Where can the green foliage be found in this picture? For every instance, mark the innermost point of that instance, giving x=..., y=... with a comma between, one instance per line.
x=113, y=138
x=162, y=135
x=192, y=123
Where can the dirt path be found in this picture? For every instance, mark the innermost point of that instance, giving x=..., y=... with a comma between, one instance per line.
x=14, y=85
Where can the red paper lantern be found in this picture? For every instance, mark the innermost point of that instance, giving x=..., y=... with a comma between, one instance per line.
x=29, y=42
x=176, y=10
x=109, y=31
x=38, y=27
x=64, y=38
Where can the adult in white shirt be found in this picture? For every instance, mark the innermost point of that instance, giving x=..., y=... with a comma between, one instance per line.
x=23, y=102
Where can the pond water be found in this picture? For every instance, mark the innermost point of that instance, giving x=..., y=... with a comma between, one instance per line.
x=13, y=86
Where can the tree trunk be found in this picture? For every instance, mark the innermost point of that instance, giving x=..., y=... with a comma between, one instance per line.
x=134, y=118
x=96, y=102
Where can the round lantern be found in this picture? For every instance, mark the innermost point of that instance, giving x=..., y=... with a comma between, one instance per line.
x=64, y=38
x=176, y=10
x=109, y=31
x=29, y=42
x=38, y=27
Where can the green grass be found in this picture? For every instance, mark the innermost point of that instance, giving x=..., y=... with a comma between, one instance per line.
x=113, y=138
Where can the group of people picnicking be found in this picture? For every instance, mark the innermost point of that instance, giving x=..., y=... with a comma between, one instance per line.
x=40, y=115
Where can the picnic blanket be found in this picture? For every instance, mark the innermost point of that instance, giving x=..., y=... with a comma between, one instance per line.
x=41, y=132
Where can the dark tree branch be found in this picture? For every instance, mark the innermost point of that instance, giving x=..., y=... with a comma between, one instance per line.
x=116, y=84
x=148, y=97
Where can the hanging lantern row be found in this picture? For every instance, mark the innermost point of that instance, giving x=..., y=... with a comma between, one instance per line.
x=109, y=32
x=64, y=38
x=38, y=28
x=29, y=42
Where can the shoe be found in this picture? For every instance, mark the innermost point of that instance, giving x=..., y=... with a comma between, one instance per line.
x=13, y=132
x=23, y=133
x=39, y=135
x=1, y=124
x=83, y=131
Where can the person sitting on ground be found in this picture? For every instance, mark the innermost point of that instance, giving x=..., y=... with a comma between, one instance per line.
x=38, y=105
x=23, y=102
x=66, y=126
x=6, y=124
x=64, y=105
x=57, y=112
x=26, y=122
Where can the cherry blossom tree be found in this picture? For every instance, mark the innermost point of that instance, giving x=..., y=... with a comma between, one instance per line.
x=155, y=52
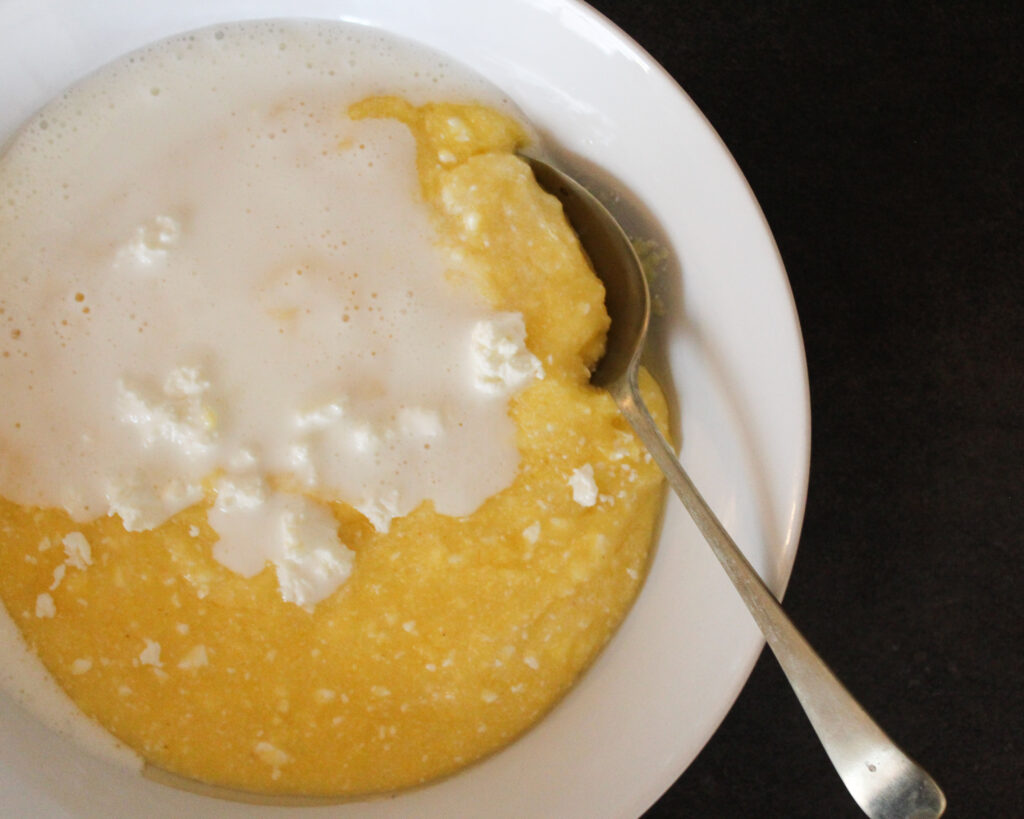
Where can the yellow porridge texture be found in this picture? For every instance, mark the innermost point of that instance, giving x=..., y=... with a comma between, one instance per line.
x=453, y=635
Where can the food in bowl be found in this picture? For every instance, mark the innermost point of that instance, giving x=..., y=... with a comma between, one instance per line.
x=305, y=489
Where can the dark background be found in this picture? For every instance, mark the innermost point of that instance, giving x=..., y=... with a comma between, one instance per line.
x=884, y=142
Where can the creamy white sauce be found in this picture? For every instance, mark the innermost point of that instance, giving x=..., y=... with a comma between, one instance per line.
x=207, y=269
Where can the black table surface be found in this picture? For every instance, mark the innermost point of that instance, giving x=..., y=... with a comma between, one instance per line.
x=884, y=143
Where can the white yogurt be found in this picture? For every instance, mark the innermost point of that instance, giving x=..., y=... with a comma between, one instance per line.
x=208, y=269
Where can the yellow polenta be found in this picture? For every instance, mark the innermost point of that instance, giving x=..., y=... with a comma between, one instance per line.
x=453, y=635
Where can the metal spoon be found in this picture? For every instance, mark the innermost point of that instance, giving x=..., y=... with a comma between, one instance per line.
x=882, y=779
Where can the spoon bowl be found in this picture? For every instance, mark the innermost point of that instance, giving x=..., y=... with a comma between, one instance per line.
x=882, y=779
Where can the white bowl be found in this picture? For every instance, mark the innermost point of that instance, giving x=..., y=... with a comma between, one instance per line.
x=728, y=348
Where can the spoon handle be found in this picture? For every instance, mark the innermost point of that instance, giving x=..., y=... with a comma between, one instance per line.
x=883, y=780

Requirements: Reproduce the whole listing above word for word, but not its pictures.

Task output:
Where can the green foliage be found in this picture? For every instance, mark the innermost point of that instance, giving x=..., y=... with a comma between, one instance per line.
x=113, y=138
x=162, y=135
x=192, y=123
Where can the dirt path be found in this picture? For every instance, mark the innermost point of that instance, giving x=..., y=... with a comma between, one instance per line.
x=14, y=85
Where can the red paper lantern be found in this picture? For every instance, mark the innermost point of that instance, giving x=..., y=... with a comma between, one instance per line.
x=29, y=42
x=176, y=10
x=109, y=31
x=38, y=27
x=64, y=38
Where can the adult in white shirt be found in this picture? For every instance, mark the innermost point of that instance, giving x=..., y=... with a comma between, one instance per line.
x=23, y=102
Where can the pond water be found in this picture? For every instance, mark the innermost point of that instance, giving x=..., y=... with a comma between, one instance per line.
x=13, y=86
Where can the tree trunk be found in this picture? For every instance, mark the innermost point of that instance, giving x=..., y=... with a comma between, one instance per line.
x=134, y=118
x=96, y=102
Where can the round lantern be found in this picture? For every instance, mark the innermost point of that instance, giving x=..., y=... with a comma between, one instance per line.
x=64, y=38
x=176, y=10
x=109, y=31
x=29, y=42
x=38, y=27
Where can the green grass be found in this picture? For every instance, mark the innermost point of that instance, giving x=..., y=... with a comma between, one instance per line.
x=113, y=138
Where can the group of people picnicking be found in this picture? For every instance, mark the innermost point of that instance, giving x=..., y=... with a comma between, one instance per line.
x=40, y=115
Where can the picnic blanket be found in this picture? For every instance, mark the innermost point of that instance, giving x=..., y=... with a comma between, one instance per line.
x=41, y=132
Where can the dark tree branch be found in this picture? For every instance, mark the innermost point of that instance, giving x=..., y=... with a comma between, one instance per line.
x=116, y=84
x=148, y=97
Where can the hanging lantern row be found in this picture? For every instance, mark the innermost point of that instance, giving x=..., y=... with a comma between, one instance per line.
x=109, y=32
x=64, y=38
x=38, y=28
x=29, y=42
Where can the shoe be found in this picture? For every instance, mark the innermost point of that instance, giving x=..., y=... with a comma between, one instance per line.
x=13, y=132
x=23, y=133
x=39, y=135
x=1, y=124
x=83, y=131
Where can the person sitting on ground be found in this picture? For every instance, mark the innermost point of that instance, giving x=..., y=... with a comma between, one instance per line.
x=38, y=105
x=23, y=102
x=66, y=126
x=6, y=124
x=64, y=105
x=57, y=112
x=26, y=122
Where can the cherry blossom tree be found in this picture? For every instance, mark the innermost point of that instance, giving x=..., y=... with a comma between, one instance per line.
x=155, y=52
Where can the yellow porridge texture be found in this picture? For every instance, mark the innermost point of that instance, giving x=..., y=... with a comma between, one instance per line.
x=453, y=635
Where can the food in bowl be found in this picture? For every instance, mark the innermost point of that instance, giving x=..., y=... with a comma between, one instance per line.
x=305, y=489
Where can the dark background be found in this picture? For every instance, mark the innermost point of that instance, giving x=..., y=... with a comma between, one instance per line.
x=884, y=142
Where can the creamy white sauce be found in this picture? For every instance, mark the innermost point of that instance, giving x=..., y=... with a comma between, one instance per line.
x=207, y=269
Where can the black table surface be found in this picture? For every instance, mark the innermost point of that instance, giving x=..., y=... with a comma between, one instance per line.
x=884, y=143
Where can the white yogurt be found in this picture? For every instance, mark the innermost point of that instance, giving x=..., y=... with a comma between, one instance per line.
x=208, y=269
Where can the yellow polenta be found in this picture? For every instance, mark the innermost point of that instance, giving x=..., y=... with a comma between, one instance per line.
x=453, y=635
Where can the metal spoon be found in this picture? For every instance, mark the innermost point of that instance, giving x=..., y=... with a comma between, one instance per line.
x=882, y=779
Where can the spoon bowl be found in this picture? For every instance, mark the innermost point of that instance, giving x=..., y=... with a comma between, one instance per line.
x=882, y=779
Where can the white bowl be found in this picture? For every instance, mark the innermost point of that instance, giving x=..., y=... with a comma between, one instance per line.
x=728, y=348
Where can the spoon handle be found in this picture? For every instance, mark the innermost point of that instance, giving x=..., y=... with a comma between, one instance per line.
x=883, y=780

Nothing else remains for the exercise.